_DATASET ENTRIES_
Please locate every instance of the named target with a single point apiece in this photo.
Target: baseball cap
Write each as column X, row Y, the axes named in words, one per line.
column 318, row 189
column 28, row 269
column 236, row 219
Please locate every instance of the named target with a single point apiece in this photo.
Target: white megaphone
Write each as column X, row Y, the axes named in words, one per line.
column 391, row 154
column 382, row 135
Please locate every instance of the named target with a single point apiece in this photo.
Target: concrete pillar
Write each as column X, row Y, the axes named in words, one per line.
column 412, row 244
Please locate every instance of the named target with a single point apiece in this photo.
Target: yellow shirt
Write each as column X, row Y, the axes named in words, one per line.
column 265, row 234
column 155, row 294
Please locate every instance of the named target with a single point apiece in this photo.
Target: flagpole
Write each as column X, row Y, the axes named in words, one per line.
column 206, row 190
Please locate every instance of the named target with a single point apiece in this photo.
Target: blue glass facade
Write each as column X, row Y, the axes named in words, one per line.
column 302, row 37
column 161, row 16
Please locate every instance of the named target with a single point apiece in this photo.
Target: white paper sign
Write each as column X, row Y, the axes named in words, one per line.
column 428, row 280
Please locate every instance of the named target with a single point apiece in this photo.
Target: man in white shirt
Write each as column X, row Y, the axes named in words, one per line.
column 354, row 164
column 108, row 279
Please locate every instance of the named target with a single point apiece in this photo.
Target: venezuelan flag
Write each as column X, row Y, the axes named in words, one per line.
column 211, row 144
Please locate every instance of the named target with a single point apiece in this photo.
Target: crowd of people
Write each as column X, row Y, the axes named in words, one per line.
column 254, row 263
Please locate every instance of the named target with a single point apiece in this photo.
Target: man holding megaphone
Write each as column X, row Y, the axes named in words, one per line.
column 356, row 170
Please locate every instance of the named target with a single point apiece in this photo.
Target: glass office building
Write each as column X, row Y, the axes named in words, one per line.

_EXERCISE DETAILS_
Extract, please, the lines from the start of the entries above through the one with "Target: yellow shirt", both included, reproducing each exactly and adding nothing.

_SOLUTION BELOW_
Please locate every instance of the named target with a single point apiece in this photo.
Target: baseball cap
Write each as column X, row Y, the axes named in words, one per line.
column 318, row 189
column 28, row 269
column 236, row 219
Please locate every instance of the named target with a single point apiece in this photo.
Target: white megaphone
Write each as column X, row Y, the axes named in words, one per line.
column 391, row 154
column 382, row 135
Please locate every instance of the named target with a single point apiece in this photo.
Target: concrete pillar
Write each as column X, row Y, the axes named in words, one per line.
column 412, row 244
Please locate every instance of the named target with a single point apiece in this photo.
Target: yellow shirt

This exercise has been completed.